# Using the information
(A) Using the summary of the Dutch hospital subsidy case, answer these questions:
(i) What name is given to the state subsidy the two hospitals sought?
(ii) Which institute developed the national accessibility model the NZa relied on?
(iii) What must happen, according to the summary, before courts will abandon a consistent, model-based approach?
(B) Write the next part of the account of the Dutch hospital subsidy dispute, picking up after its final sentence.

** Excerpt provided follows **

THE BOTTOM LINE
- Funding Is Not Guaranteed: Hospitals cannot count on state subsidies to cover Emergency Room (ER) operational losses if they don’t meet strict, national accessibility criteria, even if they are critical to their regional network.
- Regulatory Models Trump Operational Reality: The Dutch Healthcare Authority’s data-driven analysis of accessibility (the “45-minute rule“) holds more weight than arguments about temporary patient overflow from neighboring hospitals.
- High Bar for Legal Challenges: Successfully challenging a regulator’s established methodology is a significant hurdle. Courts will uphold a consistent, model-based approach unless exceptional, long-term circumstances fundamentally alter the data.
THE DETAILS
Two Dutch hospitals, Saxenburgh Groep and Wilhelmina Ziekenhuis Assen, recently lost their bid for a crucial state subsidy known as an “availability contribution.” This funding is designed to cover the high fixed costs of keeping a 24/7 Emergency Room (ER) operational. The Dutch Healthcare Authority (NZa) rejected their applications for 2024 and 2025, reasoning that the subsidy is exclusively for “sensitive” hospitals—those whose closure would mean some citizens could no longer reach an ER by ambulance within 45 minutes. According to the national accessibility model developed by the National Institute for Public Health (RIVM), neither hospital met this strict criterion.
The hospitals challenged this decision, arguing that the NZa’s reliance on a theoretical model ignored the practical reality of healthcare delivery in their regions. They presented evidence that frequent “intake stops” and temporary closures at nearby hospitals regularly forced them to absorb patient overflow, making their ERs essential components of the regional healthcare ecosystem. They argued that this on-the-ground reality effectively made them “sensitive” and that the NZa’s rigid adherence to the model was disproportionate. They further contested the legality of the Minister of Health’s instruction to use the RIVM model, claiming it was an improper directive targeting individual providers.

** End of Excerpt provided **
** Raw data follows **

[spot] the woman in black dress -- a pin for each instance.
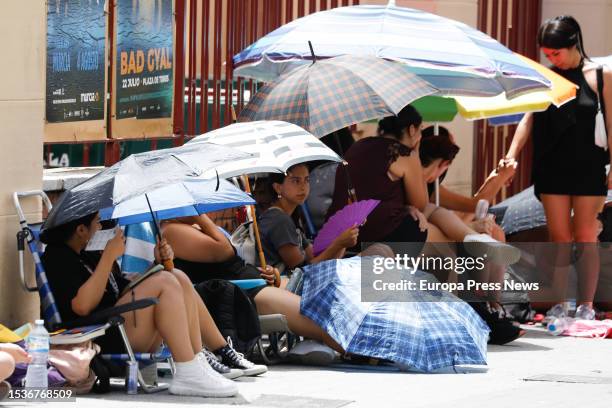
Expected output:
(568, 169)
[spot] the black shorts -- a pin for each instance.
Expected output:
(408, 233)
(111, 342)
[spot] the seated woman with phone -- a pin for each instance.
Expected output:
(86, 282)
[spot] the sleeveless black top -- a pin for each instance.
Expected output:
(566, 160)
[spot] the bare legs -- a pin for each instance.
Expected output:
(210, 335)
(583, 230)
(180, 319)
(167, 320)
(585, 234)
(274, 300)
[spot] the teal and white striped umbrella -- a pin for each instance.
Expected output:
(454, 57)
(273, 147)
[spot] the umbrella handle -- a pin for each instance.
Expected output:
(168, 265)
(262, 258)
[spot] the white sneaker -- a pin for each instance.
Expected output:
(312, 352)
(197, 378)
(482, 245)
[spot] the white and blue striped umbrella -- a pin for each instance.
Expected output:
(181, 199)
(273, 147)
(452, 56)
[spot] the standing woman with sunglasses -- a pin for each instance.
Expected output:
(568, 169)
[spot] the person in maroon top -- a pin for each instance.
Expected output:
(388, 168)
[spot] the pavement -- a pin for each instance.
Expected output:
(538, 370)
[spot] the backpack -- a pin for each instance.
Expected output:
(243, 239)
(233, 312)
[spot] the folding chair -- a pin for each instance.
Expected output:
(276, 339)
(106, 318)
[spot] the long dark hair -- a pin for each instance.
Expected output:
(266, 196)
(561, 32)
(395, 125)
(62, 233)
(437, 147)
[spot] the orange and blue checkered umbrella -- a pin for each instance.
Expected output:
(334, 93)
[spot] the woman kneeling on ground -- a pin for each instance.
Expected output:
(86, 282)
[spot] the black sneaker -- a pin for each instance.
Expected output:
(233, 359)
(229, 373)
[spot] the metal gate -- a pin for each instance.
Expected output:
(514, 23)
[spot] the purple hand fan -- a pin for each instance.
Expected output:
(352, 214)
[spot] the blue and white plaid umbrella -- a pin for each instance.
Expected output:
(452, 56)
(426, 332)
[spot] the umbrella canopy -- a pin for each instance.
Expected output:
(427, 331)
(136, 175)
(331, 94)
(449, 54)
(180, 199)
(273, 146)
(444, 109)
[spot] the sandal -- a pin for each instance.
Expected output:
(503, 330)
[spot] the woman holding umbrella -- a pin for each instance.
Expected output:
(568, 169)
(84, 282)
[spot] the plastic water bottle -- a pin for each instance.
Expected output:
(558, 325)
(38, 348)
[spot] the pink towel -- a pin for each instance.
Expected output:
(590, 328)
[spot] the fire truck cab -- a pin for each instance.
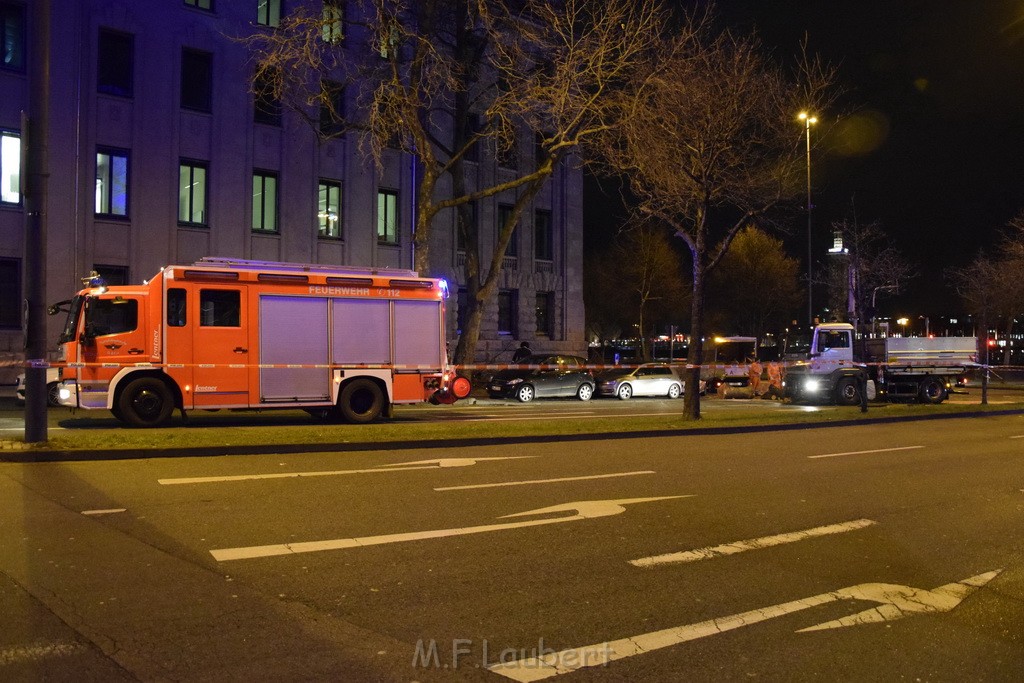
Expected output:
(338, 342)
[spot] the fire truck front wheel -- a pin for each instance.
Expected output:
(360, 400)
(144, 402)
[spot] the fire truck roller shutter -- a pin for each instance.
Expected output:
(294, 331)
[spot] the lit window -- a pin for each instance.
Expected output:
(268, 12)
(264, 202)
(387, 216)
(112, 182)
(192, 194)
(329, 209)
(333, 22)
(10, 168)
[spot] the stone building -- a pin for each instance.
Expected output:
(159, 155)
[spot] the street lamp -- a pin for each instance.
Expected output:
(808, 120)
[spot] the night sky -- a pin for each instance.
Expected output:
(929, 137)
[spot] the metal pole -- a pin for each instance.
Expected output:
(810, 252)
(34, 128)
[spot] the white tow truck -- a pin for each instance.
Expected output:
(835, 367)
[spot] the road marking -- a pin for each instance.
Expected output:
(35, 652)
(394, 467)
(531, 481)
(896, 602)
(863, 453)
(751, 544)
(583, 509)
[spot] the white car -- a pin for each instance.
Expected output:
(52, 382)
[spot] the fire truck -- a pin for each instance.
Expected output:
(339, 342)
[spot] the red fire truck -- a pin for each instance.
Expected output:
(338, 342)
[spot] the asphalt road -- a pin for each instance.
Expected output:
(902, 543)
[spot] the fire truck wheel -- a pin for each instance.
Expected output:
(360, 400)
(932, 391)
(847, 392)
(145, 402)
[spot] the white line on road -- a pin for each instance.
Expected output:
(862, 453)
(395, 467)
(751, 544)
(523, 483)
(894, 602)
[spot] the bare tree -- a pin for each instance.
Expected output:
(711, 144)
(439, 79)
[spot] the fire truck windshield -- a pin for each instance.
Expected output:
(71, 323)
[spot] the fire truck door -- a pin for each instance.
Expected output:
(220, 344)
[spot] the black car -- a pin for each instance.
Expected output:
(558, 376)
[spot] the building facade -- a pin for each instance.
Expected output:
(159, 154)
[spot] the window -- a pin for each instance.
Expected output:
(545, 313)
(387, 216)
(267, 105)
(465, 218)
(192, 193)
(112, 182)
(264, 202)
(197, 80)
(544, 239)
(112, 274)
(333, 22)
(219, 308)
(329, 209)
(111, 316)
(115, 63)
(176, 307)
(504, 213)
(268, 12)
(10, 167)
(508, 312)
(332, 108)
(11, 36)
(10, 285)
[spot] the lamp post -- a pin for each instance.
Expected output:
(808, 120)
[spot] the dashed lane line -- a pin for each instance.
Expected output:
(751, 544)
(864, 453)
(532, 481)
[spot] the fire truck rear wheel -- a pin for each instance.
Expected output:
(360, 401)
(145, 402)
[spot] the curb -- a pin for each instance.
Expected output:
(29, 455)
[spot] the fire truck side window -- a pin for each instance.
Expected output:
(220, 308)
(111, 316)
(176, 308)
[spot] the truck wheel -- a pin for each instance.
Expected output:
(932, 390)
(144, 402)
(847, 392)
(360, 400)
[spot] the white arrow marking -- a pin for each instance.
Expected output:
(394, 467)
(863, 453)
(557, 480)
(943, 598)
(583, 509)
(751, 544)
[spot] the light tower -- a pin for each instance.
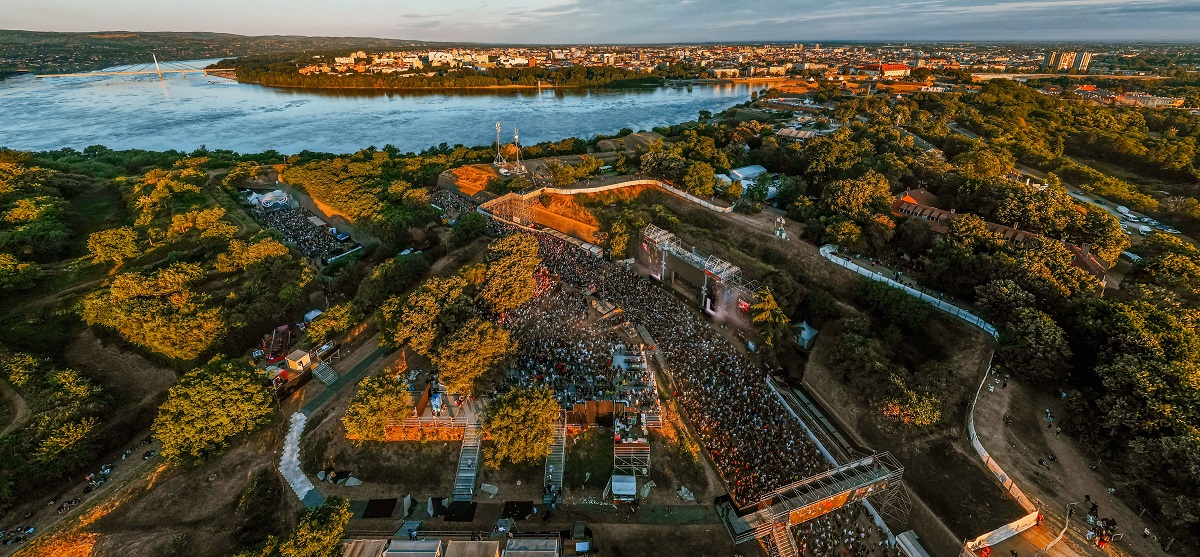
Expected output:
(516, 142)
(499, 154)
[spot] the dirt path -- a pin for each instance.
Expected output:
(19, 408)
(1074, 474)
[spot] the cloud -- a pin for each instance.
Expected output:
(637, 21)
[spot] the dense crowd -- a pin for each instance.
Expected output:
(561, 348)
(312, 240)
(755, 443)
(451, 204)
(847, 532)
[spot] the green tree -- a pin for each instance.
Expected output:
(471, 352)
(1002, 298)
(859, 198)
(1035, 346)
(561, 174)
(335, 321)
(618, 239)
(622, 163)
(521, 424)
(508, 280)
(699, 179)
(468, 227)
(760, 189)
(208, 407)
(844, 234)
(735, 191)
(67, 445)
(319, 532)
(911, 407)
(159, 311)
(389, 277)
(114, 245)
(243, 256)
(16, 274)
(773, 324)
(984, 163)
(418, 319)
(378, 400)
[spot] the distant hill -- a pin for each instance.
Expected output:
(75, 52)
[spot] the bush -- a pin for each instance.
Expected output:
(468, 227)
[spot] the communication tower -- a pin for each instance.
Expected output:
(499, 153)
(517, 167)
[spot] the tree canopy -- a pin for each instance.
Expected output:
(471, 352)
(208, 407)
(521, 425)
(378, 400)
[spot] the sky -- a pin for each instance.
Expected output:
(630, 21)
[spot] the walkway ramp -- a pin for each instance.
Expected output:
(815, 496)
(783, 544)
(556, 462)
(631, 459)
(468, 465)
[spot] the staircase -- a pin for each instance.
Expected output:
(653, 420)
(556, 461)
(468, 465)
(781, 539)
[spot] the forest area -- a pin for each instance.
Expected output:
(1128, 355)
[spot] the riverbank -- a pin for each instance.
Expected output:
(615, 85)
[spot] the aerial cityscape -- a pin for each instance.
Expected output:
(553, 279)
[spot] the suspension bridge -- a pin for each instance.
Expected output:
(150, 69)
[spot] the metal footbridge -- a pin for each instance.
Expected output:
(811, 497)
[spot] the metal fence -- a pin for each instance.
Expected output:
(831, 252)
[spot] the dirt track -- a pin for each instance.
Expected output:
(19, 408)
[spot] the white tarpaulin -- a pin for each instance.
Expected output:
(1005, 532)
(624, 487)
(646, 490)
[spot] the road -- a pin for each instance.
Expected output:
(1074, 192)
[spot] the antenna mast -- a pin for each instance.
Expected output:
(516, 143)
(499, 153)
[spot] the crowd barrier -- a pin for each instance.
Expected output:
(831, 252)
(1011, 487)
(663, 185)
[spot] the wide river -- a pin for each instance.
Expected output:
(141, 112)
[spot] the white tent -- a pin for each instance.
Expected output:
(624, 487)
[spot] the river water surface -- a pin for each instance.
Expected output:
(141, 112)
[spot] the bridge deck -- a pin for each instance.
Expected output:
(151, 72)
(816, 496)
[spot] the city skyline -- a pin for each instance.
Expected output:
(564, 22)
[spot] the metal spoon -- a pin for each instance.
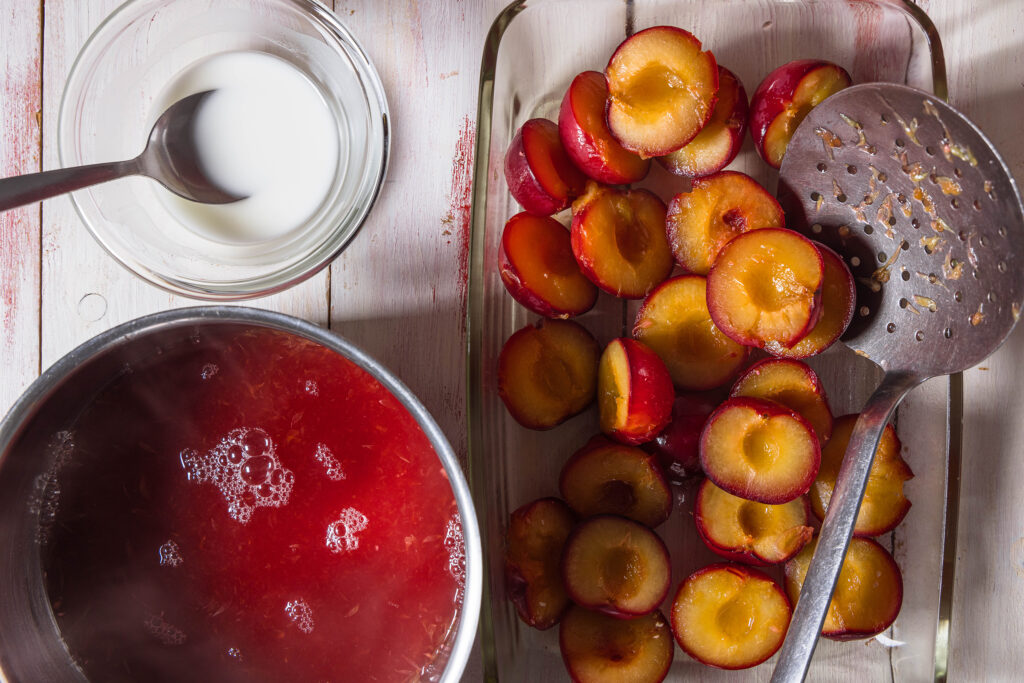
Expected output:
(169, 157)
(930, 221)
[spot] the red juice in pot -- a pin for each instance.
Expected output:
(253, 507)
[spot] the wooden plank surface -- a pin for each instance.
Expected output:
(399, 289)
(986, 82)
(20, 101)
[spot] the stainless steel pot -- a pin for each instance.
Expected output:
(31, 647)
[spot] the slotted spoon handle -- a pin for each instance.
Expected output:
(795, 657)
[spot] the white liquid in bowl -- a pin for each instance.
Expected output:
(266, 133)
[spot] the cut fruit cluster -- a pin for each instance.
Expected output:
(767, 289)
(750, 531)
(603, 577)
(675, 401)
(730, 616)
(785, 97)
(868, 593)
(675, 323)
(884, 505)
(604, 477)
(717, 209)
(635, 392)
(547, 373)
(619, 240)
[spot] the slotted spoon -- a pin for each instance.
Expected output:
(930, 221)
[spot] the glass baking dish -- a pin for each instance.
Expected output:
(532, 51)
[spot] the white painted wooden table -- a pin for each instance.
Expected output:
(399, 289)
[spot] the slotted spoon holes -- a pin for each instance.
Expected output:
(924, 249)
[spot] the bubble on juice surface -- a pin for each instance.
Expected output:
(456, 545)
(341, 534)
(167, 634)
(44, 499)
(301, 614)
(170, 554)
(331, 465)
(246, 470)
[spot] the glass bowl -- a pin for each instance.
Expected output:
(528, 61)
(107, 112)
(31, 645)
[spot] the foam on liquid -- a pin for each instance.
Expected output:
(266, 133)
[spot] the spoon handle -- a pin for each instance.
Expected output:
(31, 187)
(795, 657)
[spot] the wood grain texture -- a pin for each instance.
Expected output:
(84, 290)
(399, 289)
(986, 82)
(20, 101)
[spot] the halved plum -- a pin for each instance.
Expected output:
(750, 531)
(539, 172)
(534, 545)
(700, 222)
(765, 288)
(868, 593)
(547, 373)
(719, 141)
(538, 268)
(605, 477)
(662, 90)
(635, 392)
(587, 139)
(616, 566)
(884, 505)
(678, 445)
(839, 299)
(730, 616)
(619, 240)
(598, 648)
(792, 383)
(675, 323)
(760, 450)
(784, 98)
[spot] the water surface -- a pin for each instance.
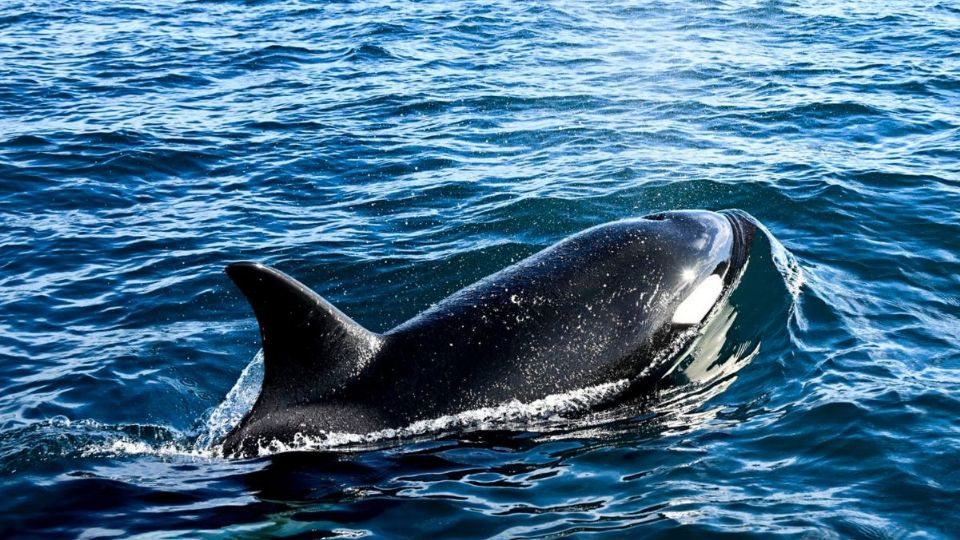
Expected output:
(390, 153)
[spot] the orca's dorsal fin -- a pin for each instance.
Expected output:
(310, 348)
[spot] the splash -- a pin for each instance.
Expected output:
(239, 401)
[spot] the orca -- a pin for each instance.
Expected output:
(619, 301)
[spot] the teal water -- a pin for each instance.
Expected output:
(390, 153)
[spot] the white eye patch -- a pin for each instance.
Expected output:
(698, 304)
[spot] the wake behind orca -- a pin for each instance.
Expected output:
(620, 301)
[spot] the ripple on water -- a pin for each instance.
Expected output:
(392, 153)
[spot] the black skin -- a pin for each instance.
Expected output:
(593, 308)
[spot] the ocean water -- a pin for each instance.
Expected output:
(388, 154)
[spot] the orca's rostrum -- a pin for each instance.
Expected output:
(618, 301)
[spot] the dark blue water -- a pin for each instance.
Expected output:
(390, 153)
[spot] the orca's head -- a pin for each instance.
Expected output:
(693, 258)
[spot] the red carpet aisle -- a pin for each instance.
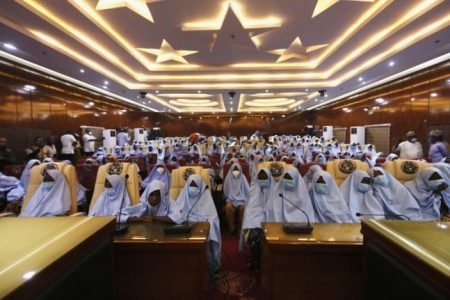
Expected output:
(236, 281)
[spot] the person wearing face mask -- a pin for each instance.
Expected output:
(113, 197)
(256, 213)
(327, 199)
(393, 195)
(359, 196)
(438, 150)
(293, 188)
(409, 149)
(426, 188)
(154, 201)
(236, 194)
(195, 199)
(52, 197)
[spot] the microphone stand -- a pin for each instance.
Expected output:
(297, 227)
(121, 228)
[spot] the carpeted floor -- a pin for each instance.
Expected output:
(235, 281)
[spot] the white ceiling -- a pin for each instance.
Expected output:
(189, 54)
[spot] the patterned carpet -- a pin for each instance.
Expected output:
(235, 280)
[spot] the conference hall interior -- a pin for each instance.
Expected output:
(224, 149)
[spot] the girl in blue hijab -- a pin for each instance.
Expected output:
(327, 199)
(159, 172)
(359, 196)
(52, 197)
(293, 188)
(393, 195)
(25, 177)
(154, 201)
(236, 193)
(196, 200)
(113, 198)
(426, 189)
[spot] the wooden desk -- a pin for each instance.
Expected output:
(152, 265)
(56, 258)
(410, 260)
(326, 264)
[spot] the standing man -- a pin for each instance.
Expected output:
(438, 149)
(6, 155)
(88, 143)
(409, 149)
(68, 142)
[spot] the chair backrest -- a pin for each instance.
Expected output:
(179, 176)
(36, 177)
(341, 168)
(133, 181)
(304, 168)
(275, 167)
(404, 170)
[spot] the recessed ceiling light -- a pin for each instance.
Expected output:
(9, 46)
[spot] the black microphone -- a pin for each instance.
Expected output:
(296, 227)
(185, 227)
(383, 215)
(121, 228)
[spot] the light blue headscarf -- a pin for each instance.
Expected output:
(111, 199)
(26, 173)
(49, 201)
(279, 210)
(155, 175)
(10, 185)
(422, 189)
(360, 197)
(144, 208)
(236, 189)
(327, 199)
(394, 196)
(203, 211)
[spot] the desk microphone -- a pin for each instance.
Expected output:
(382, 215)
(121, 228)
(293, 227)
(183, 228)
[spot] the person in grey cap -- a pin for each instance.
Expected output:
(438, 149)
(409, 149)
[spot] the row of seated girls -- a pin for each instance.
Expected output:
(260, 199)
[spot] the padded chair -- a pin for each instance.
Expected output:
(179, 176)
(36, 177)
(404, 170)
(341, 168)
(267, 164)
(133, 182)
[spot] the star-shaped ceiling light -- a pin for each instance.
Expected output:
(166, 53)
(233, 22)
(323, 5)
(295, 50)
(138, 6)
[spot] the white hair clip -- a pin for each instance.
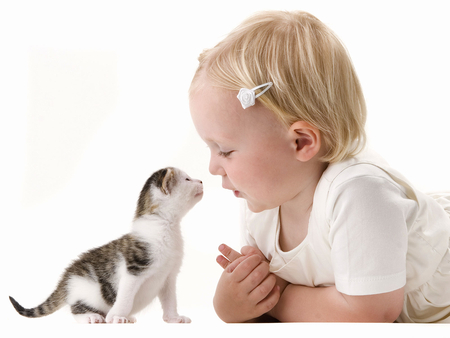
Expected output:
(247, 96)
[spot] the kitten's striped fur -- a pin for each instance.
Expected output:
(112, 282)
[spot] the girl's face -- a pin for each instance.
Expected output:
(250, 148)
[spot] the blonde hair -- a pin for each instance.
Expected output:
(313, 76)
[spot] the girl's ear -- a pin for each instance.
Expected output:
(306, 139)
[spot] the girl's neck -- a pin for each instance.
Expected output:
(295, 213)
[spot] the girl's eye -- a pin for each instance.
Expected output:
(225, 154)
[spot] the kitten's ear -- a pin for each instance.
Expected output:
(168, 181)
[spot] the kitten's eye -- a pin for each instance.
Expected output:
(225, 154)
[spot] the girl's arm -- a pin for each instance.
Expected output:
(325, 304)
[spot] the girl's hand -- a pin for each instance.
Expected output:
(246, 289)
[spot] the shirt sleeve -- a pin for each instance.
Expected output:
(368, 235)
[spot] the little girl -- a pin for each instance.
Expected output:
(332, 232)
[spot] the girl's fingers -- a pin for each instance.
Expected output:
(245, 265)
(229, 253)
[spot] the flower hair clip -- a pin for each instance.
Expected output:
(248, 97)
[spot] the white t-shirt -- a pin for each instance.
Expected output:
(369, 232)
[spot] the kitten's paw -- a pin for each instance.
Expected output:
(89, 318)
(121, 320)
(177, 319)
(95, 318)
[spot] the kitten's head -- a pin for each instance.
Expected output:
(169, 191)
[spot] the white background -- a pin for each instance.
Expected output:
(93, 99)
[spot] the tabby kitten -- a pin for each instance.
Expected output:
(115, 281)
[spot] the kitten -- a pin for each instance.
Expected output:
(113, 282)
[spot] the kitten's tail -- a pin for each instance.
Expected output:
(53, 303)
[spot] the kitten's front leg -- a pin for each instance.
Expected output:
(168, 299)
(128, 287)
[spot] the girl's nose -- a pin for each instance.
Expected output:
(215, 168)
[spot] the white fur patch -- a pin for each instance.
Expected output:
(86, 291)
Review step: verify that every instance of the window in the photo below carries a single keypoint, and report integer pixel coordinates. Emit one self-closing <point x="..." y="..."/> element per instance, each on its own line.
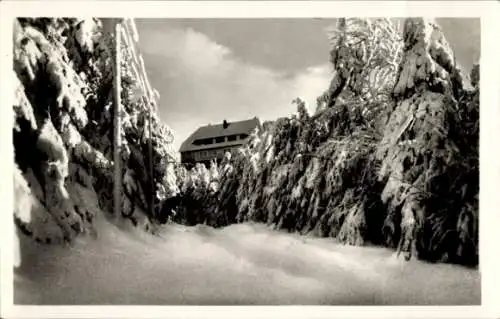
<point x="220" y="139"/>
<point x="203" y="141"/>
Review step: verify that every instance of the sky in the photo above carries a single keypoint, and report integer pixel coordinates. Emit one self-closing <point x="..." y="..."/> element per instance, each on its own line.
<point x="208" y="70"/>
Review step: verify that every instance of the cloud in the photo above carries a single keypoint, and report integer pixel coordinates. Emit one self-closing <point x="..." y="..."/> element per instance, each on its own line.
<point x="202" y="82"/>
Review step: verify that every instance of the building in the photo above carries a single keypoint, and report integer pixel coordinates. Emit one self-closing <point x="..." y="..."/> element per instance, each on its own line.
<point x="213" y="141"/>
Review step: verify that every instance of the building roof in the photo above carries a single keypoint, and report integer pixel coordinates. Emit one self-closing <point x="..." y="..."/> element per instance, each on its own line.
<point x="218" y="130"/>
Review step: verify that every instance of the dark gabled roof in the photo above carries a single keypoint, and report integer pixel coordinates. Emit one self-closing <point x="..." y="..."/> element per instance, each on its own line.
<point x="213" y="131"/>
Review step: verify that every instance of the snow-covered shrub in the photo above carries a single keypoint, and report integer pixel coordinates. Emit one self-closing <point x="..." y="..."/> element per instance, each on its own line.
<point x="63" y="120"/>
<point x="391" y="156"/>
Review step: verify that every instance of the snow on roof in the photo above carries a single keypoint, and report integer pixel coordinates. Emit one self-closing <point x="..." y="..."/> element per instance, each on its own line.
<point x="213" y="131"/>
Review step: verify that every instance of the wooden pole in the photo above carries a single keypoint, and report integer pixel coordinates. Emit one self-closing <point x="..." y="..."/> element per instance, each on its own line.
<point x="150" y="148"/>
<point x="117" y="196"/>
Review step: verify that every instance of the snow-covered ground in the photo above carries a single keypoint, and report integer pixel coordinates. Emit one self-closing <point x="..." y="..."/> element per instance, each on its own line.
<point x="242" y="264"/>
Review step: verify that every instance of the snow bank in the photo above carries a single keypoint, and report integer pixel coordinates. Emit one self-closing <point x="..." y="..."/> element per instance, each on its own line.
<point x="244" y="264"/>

** End of Raw data **

# Per-task outputs
(A)
(i) An "availability contribution."
(ii) The National Institute for Public Health (RIVM).
(iii) Exceptional, long-term circumstances must fundamentally alter the data.

(B)
The Trade and Industry Appeals Tribunal sided firmly with the regulator. The court dismissed the hospitals’ arguments, ruling that the Minister’s instruction was a general policy, not an illegal individual directive. Critically, the court affirmed the NZa’s right to use the standardized RIVM model as an objective and consistent basis for its funding decisions. It clarified that the subsidy’s purpose is to solve structural, nationwide accessibility problems, not to provide financial relief for temporary, regional operational pressures or to cover the operating losses of individual hospitals. The court found no “special circumstances” compelling enough to warrant a deviation from the established policy, cementing a key principle: in regulatory matters, a consistent data model can take precedence over situational operational arguments.